## Problem description
An exact copy of every record is needed, with the pictures left out.

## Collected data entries

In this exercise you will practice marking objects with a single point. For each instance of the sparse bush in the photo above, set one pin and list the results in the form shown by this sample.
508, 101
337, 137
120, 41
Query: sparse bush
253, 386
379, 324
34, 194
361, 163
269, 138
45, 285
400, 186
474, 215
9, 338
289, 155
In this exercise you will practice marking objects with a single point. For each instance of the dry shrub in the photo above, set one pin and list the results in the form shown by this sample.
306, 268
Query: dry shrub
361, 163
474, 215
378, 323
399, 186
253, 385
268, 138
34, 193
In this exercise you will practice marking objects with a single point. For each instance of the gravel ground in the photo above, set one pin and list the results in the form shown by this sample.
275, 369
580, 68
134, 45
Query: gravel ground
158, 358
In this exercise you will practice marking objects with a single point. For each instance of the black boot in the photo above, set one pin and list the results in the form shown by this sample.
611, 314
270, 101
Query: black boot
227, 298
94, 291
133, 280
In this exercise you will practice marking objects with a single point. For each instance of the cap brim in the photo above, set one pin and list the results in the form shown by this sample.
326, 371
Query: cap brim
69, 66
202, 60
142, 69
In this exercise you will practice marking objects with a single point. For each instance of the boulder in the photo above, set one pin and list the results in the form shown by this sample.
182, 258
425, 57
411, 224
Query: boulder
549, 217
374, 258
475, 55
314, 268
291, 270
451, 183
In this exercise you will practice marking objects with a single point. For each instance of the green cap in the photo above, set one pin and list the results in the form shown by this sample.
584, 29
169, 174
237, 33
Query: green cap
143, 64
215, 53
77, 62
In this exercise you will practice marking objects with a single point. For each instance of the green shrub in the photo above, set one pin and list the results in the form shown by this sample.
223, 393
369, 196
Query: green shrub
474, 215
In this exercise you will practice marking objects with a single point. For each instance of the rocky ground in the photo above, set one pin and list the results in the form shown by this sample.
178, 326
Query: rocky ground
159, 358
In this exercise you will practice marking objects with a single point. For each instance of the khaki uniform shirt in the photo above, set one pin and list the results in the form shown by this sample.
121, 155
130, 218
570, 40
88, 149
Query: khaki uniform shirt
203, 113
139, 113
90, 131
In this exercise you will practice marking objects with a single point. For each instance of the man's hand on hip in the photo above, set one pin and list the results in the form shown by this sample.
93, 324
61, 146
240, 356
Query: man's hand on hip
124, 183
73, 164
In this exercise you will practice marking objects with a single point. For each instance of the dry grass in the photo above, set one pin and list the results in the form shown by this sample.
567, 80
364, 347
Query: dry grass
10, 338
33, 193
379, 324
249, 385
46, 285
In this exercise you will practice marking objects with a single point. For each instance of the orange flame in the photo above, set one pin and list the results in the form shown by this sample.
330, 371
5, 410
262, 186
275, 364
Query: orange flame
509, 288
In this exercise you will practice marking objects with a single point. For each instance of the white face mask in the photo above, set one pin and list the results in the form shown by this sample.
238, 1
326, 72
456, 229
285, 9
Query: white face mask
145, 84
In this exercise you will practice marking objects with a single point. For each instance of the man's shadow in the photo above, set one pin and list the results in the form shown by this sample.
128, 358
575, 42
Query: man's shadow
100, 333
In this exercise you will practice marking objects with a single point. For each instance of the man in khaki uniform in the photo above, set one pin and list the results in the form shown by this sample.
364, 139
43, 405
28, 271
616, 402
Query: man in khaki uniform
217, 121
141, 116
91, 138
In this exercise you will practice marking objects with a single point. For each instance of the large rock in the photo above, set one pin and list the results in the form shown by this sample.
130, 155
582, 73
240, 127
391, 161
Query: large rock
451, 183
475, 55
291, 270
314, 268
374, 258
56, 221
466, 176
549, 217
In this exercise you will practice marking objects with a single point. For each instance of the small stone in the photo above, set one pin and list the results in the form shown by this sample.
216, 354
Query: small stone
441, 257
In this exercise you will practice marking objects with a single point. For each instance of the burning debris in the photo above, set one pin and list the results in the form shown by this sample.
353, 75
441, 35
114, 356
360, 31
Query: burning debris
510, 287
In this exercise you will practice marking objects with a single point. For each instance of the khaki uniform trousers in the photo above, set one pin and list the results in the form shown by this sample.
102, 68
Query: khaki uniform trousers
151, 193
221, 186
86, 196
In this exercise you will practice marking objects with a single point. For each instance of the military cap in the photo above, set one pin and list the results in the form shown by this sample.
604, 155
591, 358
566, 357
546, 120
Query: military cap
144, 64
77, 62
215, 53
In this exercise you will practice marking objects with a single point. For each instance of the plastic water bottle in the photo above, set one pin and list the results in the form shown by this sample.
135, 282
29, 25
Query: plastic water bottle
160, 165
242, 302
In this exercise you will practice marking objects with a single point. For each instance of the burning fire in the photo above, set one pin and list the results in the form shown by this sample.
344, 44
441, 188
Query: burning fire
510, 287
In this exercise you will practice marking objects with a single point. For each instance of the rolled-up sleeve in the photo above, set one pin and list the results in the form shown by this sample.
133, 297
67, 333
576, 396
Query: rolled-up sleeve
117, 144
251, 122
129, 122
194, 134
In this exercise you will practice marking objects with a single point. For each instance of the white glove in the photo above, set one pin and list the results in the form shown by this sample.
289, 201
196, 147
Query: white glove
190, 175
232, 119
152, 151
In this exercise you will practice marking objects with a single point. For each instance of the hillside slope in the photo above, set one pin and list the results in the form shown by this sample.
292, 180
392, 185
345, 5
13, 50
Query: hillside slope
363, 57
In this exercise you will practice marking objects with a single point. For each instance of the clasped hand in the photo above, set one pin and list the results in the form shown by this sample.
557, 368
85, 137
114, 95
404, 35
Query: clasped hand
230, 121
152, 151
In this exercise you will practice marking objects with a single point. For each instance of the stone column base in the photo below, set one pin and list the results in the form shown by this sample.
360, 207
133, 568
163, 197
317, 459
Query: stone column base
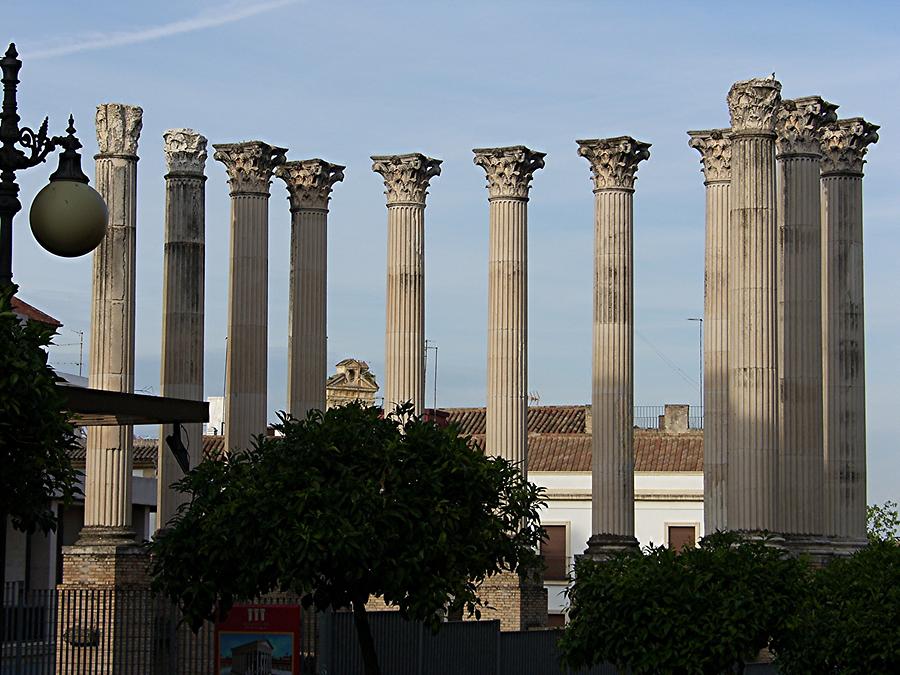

## Your solution
In this exercise you will practice marking objects with a single point. For each instance of the sparse bush in the photo above, set one pin and list the results in the form shown by this sample.
508, 101
337, 137
120, 41
Query: sparse bush
253, 386
379, 324
34, 194
361, 163
269, 138
45, 285
400, 186
474, 215
9, 338
289, 155
In this exercise you will practice marking objects with a single point. For each instance of the dry shrub in the photo above, set one pin and list the results in the form shown by this sample.
306, 268
Query: dry shrub
361, 163
474, 215
378, 323
399, 186
253, 385
268, 138
34, 193
In this exercise you will practice marking objects with a single point. For each instance of the gravel ground in the photo above, set one pin and list the results in the form shown by this sample.
275, 369
580, 68
134, 45
Query: gravel ground
158, 358
In this exercise you will practice marking objects with a single point. For each instance of the black boot in the photo above, set one pin and list the results in the form shown by this sample.
611, 314
270, 101
Query: black boot
227, 298
94, 291
133, 280
In this exercise you will practice marking objects with a single point. For each instance of the cap brim in the photo above, set one pin and list the results in the form shown by this sample.
326, 371
Query: cap brim
69, 66
202, 60
142, 69
In this exercise you will practice marking objects with a single point. For each instance of the boulder in the photo above, set one pin and list the results in the form shown by this sample.
182, 258
425, 57
411, 224
Query: boulder
549, 217
374, 258
475, 55
314, 268
291, 270
451, 183
In this exercise you will practice marking objects with a single point. For each instance of the green cap in the photo above, set one pin and list the results in the form shown by this sample.
584, 29
169, 174
237, 33
Query: green cap
143, 64
215, 53
77, 62
In this exercise you will practice marking objects with a single point. For each instance of the green shrub in the photo above, set one pin and list the results in the form shown by this sample.
223, 393
369, 196
Query: green shrub
474, 215
In this exercise you will practice marking objects with a single point. For each instance of the rocky ground in the photo above, set one pin and list the results in the form shown by this sample.
178, 326
Query: rocky ground
159, 358
In this exercise you will practice marking objects with a single point. For each instance of the khaki uniform shirt in the photo above, set one pin and list the results in the form shown by this sample.
121, 155
130, 218
570, 40
88, 149
Query: khaki uniform shirt
203, 113
139, 113
90, 131
In this exercise you will practice marking objects with a single point. For each instance of the man's hand on hip in the photo above, set one pin and list the results in the form shown by this sample.
93, 324
61, 146
240, 356
Query: man's hand on hip
124, 183
73, 164
In this exercise you will practice marking objects with a single point. For each instance of the dry grass in the photo above, set one pin and list the results in the form shown by this sample.
567, 80
364, 347
Query: dry grass
10, 338
33, 193
379, 324
249, 385
46, 285
In this exercise you will practice marking objects with a single point. For each instance of the orange flame in the photo above, set one pin and list the results in the form shown by this sample.
330, 371
5, 410
262, 186
275, 364
Query: orange flame
509, 288
In this exercise you will practice marking objects with a single point. For each instance of the white face mask in the photo above, set one pin and list the results in the form shown by this sample.
238, 1
326, 72
456, 229
285, 9
Query: white face mask
145, 84
In this exercise you will practice marking objects with a single point. For each instance of the man's shadow in the photo above, set one pin and list the results in the form shown by this sample.
128, 358
575, 42
Query: man's shadow
100, 333
In this exercise you will practice marking objects with a single point. For each instance of the man in khaki uniform in the photo above, set one pin and list the results in the form shown by this sample.
364, 139
43, 405
28, 271
616, 402
Query: man in khaki uniform
217, 121
141, 116
91, 138
In this exercise you will practice marking objects with a single point. For each instance of the large rock in the photo above, set one pin and list the results in the form shown by this sample.
130, 155
582, 73
240, 127
391, 161
Query: large rock
451, 183
475, 55
291, 270
314, 268
374, 258
56, 221
466, 176
549, 217
In this exercise you will practice marking objects with a single point. For each instance of the small stone in the photo above, set one pin and list the results in the form shown by this sample.
216, 354
Query: small stone
441, 257
In this exercise you will practice marking objects with a single point. For each instance of the burning debris in the photo above, set one pin and list the results in the form shown by this sample.
353, 75
441, 35
114, 356
360, 31
Query: burning debris
510, 287
In this exercise you will practice marking objects with a single point. For each instance of the khaki uniform trousers in the photo above, set one pin and list the results in the form shown by this sample.
102, 68
Query: khaki uniform trousers
151, 193
221, 186
86, 196
In this exercise you will practice marking objects with a single point. For each instance of the military cap in the photo above, set one pin and list the results in the form shown by this sample.
604, 155
591, 358
566, 357
546, 120
Query: military cap
144, 64
77, 62
215, 53
In this exercise you will practice marking objects with a single point. For each instance of the plastic water bottle in the photo above, set one pin and list the results in the form shown by this sample.
135, 282
29, 25
Query: plastic water bottle
160, 165
242, 302
In this exercise you will practice marking objects with a single point. For each instance of the burning fire in the photo above, set one pin and list the results in the form shown by this sample.
344, 44
441, 188
Query: burning fire
510, 287
In this exercise you will practice marking objects with a single point. For each instance of the rolled-up sleeve in the photo above, set one pin and list the results in the form shown by this sample.
133, 297
67, 333
576, 396
Query: rolled-up sleeve
117, 144
251, 122
129, 122
194, 134
In this exercise you will practice marking objects with a single point. For each instance of the white glove in the photo above, set one pin and list the results in the form shown by this sample.
289, 201
196, 147
Query: white glove
190, 175
232, 119
152, 151
In this exercise you will practice marking objects with a single point. For each instance of the hillside slope in the photo above, set one pin and list the results in the form shown by this sample.
292, 180
392, 185
345, 5
13, 50
Query: hillside slope
363, 57
In this exercise you will practice marking objects with a single point. For each instance of the clasped hand in the photo above, set one pin and list the results in the form shown by this sample.
557, 368
85, 137
114, 95
404, 35
Query: clasped hand
230, 121
152, 151
In this exercise you will practice marking objects with a single point. For each instance of the stone column base in the photo below, set one pin and list the results in the form shown by this sample.
360, 207
133, 568
163, 197
317, 459
Query: stone column base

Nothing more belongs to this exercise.